> **DESCRIPTION OF THE TASK**: Repeat each of the records below word for word, changing nothing.

═════ PROVIDED DATA

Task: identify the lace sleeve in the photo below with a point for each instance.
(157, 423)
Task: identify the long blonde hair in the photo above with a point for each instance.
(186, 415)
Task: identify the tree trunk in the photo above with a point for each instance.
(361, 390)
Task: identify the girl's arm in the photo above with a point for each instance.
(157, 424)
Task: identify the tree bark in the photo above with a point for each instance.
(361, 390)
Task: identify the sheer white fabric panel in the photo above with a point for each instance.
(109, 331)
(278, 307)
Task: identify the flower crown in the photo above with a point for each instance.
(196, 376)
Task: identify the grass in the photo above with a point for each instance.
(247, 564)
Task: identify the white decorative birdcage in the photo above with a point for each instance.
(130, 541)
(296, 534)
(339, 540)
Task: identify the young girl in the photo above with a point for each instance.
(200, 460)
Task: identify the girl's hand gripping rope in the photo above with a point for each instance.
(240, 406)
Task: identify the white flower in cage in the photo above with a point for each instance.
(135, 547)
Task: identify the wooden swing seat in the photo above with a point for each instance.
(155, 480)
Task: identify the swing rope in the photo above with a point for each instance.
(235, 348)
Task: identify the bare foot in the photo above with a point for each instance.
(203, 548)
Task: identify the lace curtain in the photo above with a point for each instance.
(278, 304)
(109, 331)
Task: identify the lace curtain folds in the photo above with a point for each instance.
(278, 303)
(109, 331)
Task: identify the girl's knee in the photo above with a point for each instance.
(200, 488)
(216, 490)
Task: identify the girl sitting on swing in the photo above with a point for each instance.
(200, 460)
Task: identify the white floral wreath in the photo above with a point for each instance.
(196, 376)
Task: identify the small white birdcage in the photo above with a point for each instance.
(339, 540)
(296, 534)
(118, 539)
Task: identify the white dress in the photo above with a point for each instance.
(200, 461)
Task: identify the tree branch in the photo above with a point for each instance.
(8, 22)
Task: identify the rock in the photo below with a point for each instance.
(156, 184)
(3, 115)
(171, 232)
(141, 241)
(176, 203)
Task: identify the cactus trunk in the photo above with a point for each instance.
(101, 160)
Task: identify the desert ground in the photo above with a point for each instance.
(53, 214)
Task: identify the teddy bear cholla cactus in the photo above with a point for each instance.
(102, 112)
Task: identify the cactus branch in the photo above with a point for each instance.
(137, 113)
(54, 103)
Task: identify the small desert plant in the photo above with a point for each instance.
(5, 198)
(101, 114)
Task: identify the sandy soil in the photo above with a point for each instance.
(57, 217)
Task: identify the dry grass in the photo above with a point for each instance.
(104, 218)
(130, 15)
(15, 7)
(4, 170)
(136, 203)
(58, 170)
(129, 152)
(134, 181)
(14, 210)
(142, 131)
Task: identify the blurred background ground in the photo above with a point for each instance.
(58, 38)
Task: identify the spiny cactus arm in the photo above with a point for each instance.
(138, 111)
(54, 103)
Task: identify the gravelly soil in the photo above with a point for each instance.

══════════

> **FINISHED ANSWER**:
Task: identify the lace sleeve in the photo below with a point for each instance.
(157, 423)
Task: identify the long blonde hair in the photo above with a point for each instance.
(186, 415)
Task: identify the tree trunk in the photo above with a point for each instance.
(361, 390)
Task: identify the girl's arm in the photo above with a point for each instance.
(157, 424)
Task: identify the tree bark in the photo above with a point for each instance.
(361, 390)
Task: identify the sheer white fabric panel in the photo above with a point for each instance.
(109, 331)
(278, 307)
Task: identify the flower crown in the photo above with a point for each instance.
(196, 376)
Task: identify the grass in the photo above with a point for each instance.
(247, 564)
Task: identify the white decorative birdcage in the photo above with a point for each instance.
(130, 541)
(296, 534)
(339, 540)
Task: identify the young girl in the photo above with a point for each instance.
(200, 460)
Task: identify the girl's hand gripping rope in the photo above with a point for each instance.
(240, 406)
Task: identify the white flower in cage in the photo above with a point for each instance.
(135, 547)
Task: identify the wooden swing seat in the photo above with a point for each instance.
(155, 480)
Task: identify the swing rope in the photo above with a point for each instance.
(235, 348)
Task: identify the bare foot in the photo above with a point for each instance.
(203, 548)
Task: identify the lace curtain in the photo above with a point for each instance.
(278, 304)
(109, 331)
Task: identify the lace curtain folds in the photo above with a point for each instance.
(278, 303)
(109, 331)
Task: identify the girl's knee in the photo above with a point for each instance.
(200, 488)
(216, 490)
Task: identify the girl sitting on swing in the photo above with a point for each instance.
(200, 460)
Task: identify the white floral wreath in the photo above with a point for each instance.
(196, 376)
Task: identify the small white birdcage in the photo above with a point for each instance.
(339, 540)
(296, 534)
(118, 539)
Task: identify the white dress in the photo above with a point for each instance.
(200, 461)
Task: identify the tree branch in the photo above with a point for each instance.
(8, 22)
Task: identify the rock in the photo below with a point for each instance.
(156, 184)
(3, 115)
(171, 232)
(141, 241)
(176, 203)
Task: identify the cactus trunk in the photo above with a point for each instance.
(101, 160)
Task: identify the desert ground in the photo above with a point for each instance.
(53, 214)
Task: identify the teddy bear cholla cactus in the photo above with a point for each instance.
(102, 112)
Task: identify the cactus branch in the photo above with a point for each instance.
(137, 113)
(54, 103)
Task: identify the small desert plant in the photo above with a point for each instance.
(5, 198)
(101, 114)
Task: identify the sandy soil in the photo above with a point for each instance.
(57, 217)
Task: identify the dry grass in the photo above with a point for each instance.
(104, 218)
(130, 15)
(15, 7)
(4, 170)
(136, 203)
(58, 170)
(129, 152)
(134, 181)
(14, 210)
(142, 131)
Task: identify the blurred background ground in the photo above with a point for each instance.
(58, 38)
Task: identify the spiny cactus arm in the photo above with a point for each instance.
(138, 111)
(54, 103)
Task: identify the gravelly soil in the photo above with a point for each instance.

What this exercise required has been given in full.